◆ Position annotation listing
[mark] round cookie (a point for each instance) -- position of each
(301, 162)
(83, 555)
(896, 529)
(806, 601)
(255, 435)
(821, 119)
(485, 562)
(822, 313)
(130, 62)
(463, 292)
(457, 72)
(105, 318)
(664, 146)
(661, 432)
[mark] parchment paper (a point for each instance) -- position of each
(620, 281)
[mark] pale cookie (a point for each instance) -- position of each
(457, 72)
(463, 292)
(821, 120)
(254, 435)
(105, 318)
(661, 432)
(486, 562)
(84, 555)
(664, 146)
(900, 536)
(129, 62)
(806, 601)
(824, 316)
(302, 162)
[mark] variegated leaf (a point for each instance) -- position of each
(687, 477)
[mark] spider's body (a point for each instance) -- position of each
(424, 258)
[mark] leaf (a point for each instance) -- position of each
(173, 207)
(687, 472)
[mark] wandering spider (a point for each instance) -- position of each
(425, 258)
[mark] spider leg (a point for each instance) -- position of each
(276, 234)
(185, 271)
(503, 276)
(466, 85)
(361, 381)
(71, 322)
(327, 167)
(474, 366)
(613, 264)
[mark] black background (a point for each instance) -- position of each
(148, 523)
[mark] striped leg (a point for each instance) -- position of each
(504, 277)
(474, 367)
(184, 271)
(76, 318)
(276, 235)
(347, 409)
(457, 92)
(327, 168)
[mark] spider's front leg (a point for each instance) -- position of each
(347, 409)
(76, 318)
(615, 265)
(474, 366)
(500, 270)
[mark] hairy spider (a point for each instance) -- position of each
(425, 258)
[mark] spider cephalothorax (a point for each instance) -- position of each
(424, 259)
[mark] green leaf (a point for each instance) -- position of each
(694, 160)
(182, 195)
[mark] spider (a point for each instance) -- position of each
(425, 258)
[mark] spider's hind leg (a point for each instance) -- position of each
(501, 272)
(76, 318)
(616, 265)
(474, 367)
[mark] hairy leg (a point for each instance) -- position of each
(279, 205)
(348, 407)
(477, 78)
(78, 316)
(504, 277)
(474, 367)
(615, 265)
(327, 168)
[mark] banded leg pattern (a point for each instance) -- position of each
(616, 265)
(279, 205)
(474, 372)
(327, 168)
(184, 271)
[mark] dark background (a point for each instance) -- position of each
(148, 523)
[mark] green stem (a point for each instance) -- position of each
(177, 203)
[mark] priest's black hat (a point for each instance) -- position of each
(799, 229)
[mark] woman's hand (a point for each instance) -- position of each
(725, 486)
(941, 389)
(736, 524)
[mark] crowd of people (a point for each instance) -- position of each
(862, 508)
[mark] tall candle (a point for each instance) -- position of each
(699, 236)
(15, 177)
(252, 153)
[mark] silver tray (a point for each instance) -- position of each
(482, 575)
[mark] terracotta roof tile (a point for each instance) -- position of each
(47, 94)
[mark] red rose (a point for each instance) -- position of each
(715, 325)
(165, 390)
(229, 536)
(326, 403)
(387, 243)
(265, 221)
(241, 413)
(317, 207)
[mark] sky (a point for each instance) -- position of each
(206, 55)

◆ Exercise goal
Update the lines of the listing starting at the line that contains "[mark] spider's hind" and ending at the end of the listing, changing "leg" to "limb" and keeping everything else the same. Give only those lines.

◆ Solved problem
[mark] spider's hind limb (a point for each instance) -- position of each
(501, 272)
(76, 318)
(616, 265)
(474, 367)
[mark] hairy limb (a point for each instance) -- position of each
(279, 205)
(348, 407)
(477, 78)
(78, 316)
(504, 277)
(474, 367)
(615, 265)
(327, 168)
[mark] banded limb pattern (a point for each instance) -- position of each
(616, 265)
(279, 205)
(474, 372)
(327, 168)
(184, 271)
[mark] dark background (a point for each instance) -- position of each
(148, 523)
[mark] green stem (a point for each instance) -- position of each
(177, 203)
[mark] priest's black hat (a point for each instance) -- position of each
(799, 229)
[mark] woman's hand (a point for each instance) -- position of each
(725, 486)
(941, 389)
(736, 524)
[mark] crowd of people (a point for each instance) -- position of each
(862, 508)
[mark] tall candle (a point for each instance) -- position of each
(699, 236)
(15, 177)
(252, 153)
[mark] silver tray (a point for each instance) -- position of each
(482, 575)
[mark] terracotta roof tile (a point for each instance) -- position of each
(47, 94)
[mark] red rose (a point for each instance) -- position of each
(715, 325)
(165, 390)
(229, 536)
(326, 403)
(387, 243)
(265, 221)
(241, 413)
(317, 207)
[mark] sky (a point for each instance) -- position of each
(206, 55)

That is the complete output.